** Required task **
Reproduce the lines below, replacing "marker" with "pin" wherever it occurs and leaving every other word unchanged.

═══

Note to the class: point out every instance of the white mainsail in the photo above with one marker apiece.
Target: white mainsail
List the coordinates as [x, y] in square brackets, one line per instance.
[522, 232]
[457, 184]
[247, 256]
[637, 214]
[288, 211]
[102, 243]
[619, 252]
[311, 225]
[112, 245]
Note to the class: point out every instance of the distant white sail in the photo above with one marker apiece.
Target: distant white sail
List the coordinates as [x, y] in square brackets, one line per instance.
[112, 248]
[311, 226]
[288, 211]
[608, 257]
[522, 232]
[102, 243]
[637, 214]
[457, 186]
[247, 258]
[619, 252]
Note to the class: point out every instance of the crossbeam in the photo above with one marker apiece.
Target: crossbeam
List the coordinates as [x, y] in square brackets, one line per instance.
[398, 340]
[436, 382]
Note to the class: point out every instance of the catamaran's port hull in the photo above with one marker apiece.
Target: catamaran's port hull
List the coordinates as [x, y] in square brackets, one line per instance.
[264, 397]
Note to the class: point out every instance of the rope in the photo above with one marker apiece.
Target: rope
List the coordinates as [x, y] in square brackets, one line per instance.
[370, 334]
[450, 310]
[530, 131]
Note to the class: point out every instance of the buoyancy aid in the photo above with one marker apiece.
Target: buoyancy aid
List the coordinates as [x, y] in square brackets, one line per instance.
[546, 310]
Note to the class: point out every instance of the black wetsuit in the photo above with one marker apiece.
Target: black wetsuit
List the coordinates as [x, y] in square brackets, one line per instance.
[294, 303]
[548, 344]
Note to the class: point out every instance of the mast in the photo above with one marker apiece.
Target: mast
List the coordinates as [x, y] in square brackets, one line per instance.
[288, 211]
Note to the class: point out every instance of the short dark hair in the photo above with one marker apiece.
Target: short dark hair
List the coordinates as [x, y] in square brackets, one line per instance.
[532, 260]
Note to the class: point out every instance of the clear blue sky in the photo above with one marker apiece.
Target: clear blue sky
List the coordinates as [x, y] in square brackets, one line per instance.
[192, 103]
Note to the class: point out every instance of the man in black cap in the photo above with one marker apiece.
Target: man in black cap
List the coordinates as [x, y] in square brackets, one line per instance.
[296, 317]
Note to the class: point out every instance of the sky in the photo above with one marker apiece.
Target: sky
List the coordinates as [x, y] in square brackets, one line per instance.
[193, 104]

═══

** Result below **
Note to the class: point out every instance of the white mainsail in the photo above with one pin apiece.
Target: white mainsail
List the coordinates as [x, y] in square brackets, one line per instance.
[522, 232]
[457, 184]
[247, 256]
[637, 214]
[288, 211]
[102, 243]
[619, 252]
[311, 225]
[112, 245]
Note to the class: point out every instance of the distant white sail in the photo above with one pin apiece.
Target: distant white sail
List the coordinates as [x, y] in square brackets, one line per instance.
[112, 248]
[311, 226]
[288, 211]
[608, 257]
[522, 232]
[102, 243]
[637, 214]
[457, 186]
[247, 258]
[619, 252]
Note to the class: point out every instance of the crossbeam in the photo above with one pin apiece.
Target: crossbeam
List the coordinates as [x, y] in square brackets, one line per instance.
[398, 340]
[436, 382]
Note to the class: point out every instance of the catamaran's port hull in the photo above with one pin apiece.
Target: catamaran's port hull
List the coordinates as [x, y] in square brackets, one line per instance.
[264, 397]
Note to the class: point out every instance of the rope in the photo above with one pin apiece.
Target: rope
List the coordinates as [x, y] in square brackets, one line per instance.
[370, 334]
[450, 310]
[530, 131]
Note to the class: point out every instance of the buoyancy aid in the photo above with one pin apiece.
Target: buoyancy aid
List the coordinates as [x, y] in square brackets, one line per instance.
[546, 310]
Note to the class: point out every instance of the black wetsuit in the photo above with one pin apiece.
Target: black wetsuit
List the coordinates as [x, y] in square brackets, one line per instance.
[294, 303]
[548, 344]
Note to the class: point out every instance of the mast in the photo above with one pin apiece.
Target: mast
List the coordinates as [x, y] in square brackets, one line per instance.
[288, 211]
Note to the class: point out every instance of the short dark hair in the photo above with one pin apiece.
Target: short dark hair
List the coordinates as [x, y] in square brackets, one line per instance.
[532, 260]
Note to the class: point out every instance of the clear blue sky in the photo above with one pin apiece.
Target: clear blue sky
List the coordinates as [x, y] in square brackets, one line per instance.
[192, 103]
Note to the class: point out every instance of the man in black cap in the photo above with one pin apiece.
Target: man in black cap
List the coordinates as [x, y] in square brackets, one line per instance.
[296, 317]
Note to the class: point out every instance of the sky in the photo above with one pin apiece.
Target: sky
List the coordinates as [x, y] in square brackets, one line per instance.
[193, 104]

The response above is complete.